● Goal: Please copy exactly the lines that begin with the one containing "Please pin the utility" and end with the last line of the entries.

---

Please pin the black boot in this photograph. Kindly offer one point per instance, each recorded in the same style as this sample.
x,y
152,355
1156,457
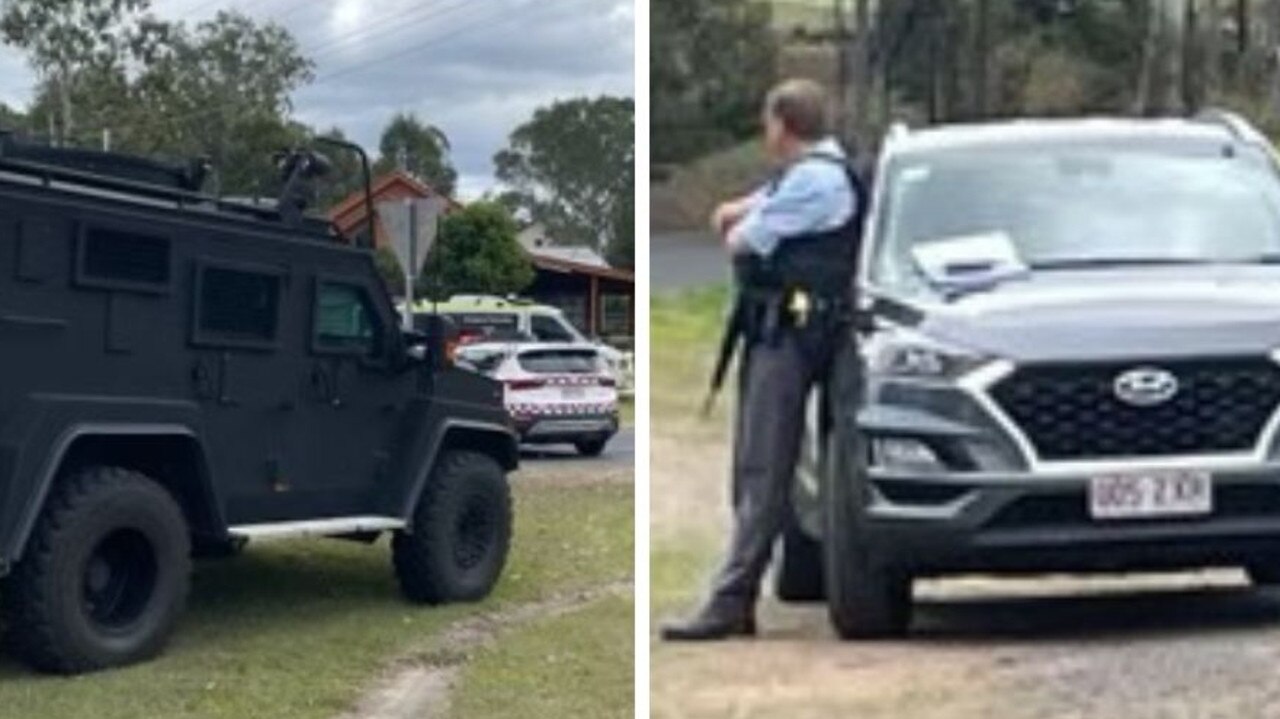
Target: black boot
x,y
712,623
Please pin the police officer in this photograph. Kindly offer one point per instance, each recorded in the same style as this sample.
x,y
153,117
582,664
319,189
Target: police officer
x,y
794,243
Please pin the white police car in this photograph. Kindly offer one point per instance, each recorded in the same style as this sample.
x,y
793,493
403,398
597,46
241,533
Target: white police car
x,y
557,393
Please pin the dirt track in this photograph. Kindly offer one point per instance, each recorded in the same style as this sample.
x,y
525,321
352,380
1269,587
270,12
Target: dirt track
x,y
1200,645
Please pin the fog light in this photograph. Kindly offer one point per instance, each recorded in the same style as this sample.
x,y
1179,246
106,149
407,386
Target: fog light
x,y
904,453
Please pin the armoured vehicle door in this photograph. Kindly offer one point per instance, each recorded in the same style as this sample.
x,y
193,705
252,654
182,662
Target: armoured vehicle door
x,y
352,397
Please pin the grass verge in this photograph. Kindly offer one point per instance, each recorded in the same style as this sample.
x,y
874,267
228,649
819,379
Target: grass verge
x,y
685,330
297,630
525,674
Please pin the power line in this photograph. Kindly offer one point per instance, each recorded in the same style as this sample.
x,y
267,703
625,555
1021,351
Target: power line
x,y
342,72
439,40
393,23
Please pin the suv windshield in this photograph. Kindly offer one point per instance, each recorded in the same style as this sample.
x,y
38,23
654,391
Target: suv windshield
x,y
1050,206
560,361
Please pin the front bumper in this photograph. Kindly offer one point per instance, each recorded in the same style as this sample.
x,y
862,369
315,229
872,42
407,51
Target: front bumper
x,y
1028,522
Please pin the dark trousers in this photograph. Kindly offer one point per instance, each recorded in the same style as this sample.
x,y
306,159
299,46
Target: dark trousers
x,y
775,383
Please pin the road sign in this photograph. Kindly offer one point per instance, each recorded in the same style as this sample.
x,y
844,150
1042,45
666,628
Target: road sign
x,y
410,225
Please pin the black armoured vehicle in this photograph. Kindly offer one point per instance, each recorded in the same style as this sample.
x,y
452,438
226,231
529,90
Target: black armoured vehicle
x,y
1069,360
183,374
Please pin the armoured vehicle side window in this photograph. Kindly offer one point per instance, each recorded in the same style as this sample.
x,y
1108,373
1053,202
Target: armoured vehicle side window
x,y
114,259
237,306
344,320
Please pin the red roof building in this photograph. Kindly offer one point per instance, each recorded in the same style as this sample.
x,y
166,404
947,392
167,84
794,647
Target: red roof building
x,y
598,298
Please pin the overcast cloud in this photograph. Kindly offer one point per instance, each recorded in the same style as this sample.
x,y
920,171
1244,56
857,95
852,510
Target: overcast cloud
x,y
475,68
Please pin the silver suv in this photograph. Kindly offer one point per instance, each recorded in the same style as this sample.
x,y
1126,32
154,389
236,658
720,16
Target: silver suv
x,y
1068,360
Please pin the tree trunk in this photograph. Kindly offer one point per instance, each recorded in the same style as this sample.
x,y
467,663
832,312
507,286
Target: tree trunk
x,y
1211,55
64,100
863,71
842,54
981,58
1147,68
1242,28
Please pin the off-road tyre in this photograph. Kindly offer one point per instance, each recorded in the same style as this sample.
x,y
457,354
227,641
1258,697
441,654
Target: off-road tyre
x,y
593,447
457,543
867,596
104,577
799,569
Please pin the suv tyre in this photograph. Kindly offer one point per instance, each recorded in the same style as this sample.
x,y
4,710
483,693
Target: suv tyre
x,y
104,576
799,576
867,598
461,531
593,447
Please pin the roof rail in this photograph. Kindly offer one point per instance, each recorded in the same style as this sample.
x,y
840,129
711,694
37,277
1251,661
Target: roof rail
x,y
1232,122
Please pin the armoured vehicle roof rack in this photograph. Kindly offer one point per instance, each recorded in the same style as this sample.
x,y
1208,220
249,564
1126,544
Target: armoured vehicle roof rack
x,y
152,181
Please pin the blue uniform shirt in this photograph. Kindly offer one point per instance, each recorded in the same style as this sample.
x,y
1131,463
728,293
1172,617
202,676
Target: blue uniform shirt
x,y
813,196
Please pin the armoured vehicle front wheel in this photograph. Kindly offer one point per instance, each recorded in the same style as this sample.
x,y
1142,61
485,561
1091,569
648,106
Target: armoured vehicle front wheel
x,y
104,576
461,529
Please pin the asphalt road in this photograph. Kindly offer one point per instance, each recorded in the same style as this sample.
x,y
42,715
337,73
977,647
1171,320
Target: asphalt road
x,y
685,260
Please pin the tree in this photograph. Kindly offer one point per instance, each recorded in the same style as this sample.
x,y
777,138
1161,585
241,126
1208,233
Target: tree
x,y
476,252
421,147
69,41
622,248
223,91
570,166
711,63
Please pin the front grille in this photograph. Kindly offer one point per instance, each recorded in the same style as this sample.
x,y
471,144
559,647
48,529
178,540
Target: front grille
x,y
1072,412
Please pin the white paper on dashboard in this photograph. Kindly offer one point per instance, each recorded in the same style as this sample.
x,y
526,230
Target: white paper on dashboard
x,y
969,257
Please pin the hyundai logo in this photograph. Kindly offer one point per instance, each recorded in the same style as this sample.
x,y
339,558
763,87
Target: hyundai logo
x,y
1146,387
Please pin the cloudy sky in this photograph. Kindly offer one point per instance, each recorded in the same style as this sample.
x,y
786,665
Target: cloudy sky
x,y
475,68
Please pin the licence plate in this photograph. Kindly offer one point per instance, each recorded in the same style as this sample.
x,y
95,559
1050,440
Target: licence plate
x,y
1151,494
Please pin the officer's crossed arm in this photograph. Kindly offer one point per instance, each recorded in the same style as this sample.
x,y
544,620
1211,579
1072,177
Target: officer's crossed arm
x,y
810,197
731,211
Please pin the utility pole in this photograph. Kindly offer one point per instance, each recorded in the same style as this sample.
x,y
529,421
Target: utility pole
x,y
841,33
411,266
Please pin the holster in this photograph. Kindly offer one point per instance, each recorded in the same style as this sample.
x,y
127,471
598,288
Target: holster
x,y
762,316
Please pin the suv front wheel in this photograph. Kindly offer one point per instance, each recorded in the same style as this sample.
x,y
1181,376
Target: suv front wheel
x,y
867,596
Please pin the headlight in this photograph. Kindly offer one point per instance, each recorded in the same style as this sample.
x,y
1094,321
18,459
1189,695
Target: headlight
x,y
906,353
904,453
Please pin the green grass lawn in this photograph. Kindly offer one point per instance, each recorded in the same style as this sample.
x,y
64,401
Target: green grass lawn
x,y
685,331
298,630
525,674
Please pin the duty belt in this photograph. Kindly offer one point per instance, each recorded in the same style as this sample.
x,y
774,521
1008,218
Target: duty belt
x,y
763,315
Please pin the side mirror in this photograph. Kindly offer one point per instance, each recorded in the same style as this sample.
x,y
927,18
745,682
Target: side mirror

---

● Task output:
Please pin the utility pole in this photograph. Kindly offer one point per instance, each recorded in the same style as this sample.
x,y
529,421
Target: utility pole
x,y
841,33
411,266
Please pin the holster in this photograph. Kindly offer one point per instance, each recorded in the same style as this sample.
x,y
127,471
598,288
Target: holster
x,y
762,316
Please pin the suv front wheel in this photograph. Kindly offer one point per instance, each recorded in the same style as this sample.
x,y
1181,376
Target: suv front wheel
x,y
867,596
Please pin the headlight in this photograph. Kindly offer one point per instance, each recorded in the same style as this sample.
x,y
1094,321
18,459
1189,695
Target: headlight
x,y
906,353
904,453
Please pin the green grass lawn in this photograph. Kindly offer one point per instance, each recorded in the same style as this sample.
x,y
64,401
Target: green grass lawn
x,y
685,331
298,630
525,674
Please pin the duty belt in this photograph. Kindly offer one point per instance, each recorded in the same style as this sample.
x,y
774,521
1008,218
Target: duty belt
x,y
763,315
Please pin the side mirror in this photograph. Kindly offer one point per instance, each recorded in the same style as this sample.
x,y
927,18
745,682
Target: side mirror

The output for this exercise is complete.